▶ **DATA TO USE**:

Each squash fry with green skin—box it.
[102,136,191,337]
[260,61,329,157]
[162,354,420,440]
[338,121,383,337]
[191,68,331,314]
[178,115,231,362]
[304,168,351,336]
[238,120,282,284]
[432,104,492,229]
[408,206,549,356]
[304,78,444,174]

...

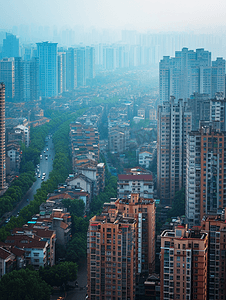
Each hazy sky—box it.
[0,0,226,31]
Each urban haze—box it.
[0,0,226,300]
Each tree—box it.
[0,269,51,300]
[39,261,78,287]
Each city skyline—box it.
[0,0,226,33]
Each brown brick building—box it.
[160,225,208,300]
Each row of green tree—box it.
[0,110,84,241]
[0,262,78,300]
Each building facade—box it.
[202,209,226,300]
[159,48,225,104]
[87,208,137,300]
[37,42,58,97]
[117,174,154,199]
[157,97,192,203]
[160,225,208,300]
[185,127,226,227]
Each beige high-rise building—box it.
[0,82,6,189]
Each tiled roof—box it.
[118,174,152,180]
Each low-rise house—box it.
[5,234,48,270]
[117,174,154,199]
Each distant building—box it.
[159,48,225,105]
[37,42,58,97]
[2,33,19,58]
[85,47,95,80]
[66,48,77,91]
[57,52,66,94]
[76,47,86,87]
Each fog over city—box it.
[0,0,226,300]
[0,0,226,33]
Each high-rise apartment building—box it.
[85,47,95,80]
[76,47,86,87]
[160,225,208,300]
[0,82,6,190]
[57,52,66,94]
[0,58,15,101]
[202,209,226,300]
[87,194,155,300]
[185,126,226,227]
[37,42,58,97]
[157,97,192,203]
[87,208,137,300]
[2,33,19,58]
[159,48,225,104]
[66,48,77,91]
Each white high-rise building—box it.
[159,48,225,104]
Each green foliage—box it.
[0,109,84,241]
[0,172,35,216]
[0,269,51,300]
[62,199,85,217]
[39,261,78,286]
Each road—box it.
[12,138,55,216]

==

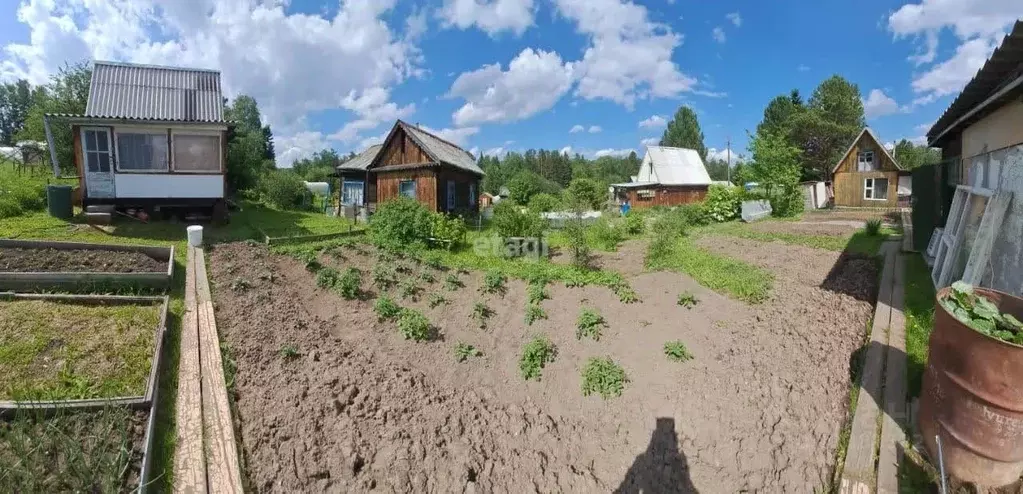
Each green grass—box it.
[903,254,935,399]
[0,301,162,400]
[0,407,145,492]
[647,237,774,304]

▶ **STATED GOAL**:
Can you update the lines, starting with the line that contains "Each row of green tree—box it." and going on through the line that contains "[39,261,78,286]", so that "high-rise" becomes "multistory" with nothing else changed, and return only those lines?

▶ **WORKED ANSWER**:
Each row of green tree—box it.
[0,110,84,241]
[0,262,78,300]
Each building facade—box it.
[202,209,226,300]
[159,48,225,104]
[87,208,137,300]
[37,42,58,97]
[117,174,154,199]
[157,97,192,203]
[160,225,208,300]
[185,127,226,227]
Each beige multistory building—box it.
[0,82,6,189]
Each tiled roof—box it.
[118,174,152,180]
Each low-rise house—box it.
[5,234,48,270]
[117,174,154,199]
Each distant building—box it.
[159,48,225,105]
[37,42,58,97]
[2,33,19,58]
[85,47,95,80]
[66,48,77,91]
[57,52,66,94]
[76,47,86,87]
Each fog over city—box it.
[0,0,226,300]
[0,0,226,33]
Each multistory apartment building—box it.
[85,47,95,80]
[76,47,86,87]
[160,225,208,300]
[0,82,6,190]
[57,52,66,94]
[0,58,15,101]
[202,209,226,300]
[87,194,155,300]
[185,126,226,227]
[37,42,58,97]
[157,97,192,203]
[87,208,137,300]
[2,33,19,58]
[159,48,225,104]
[66,48,77,91]
Each white multistory building—box it.
[159,48,225,104]
Each green foliage—box it.
[0,109,84,241]
[0,172,35,216]
[0,269,51,300]
[62,199,85,217]
[39,261,78,286]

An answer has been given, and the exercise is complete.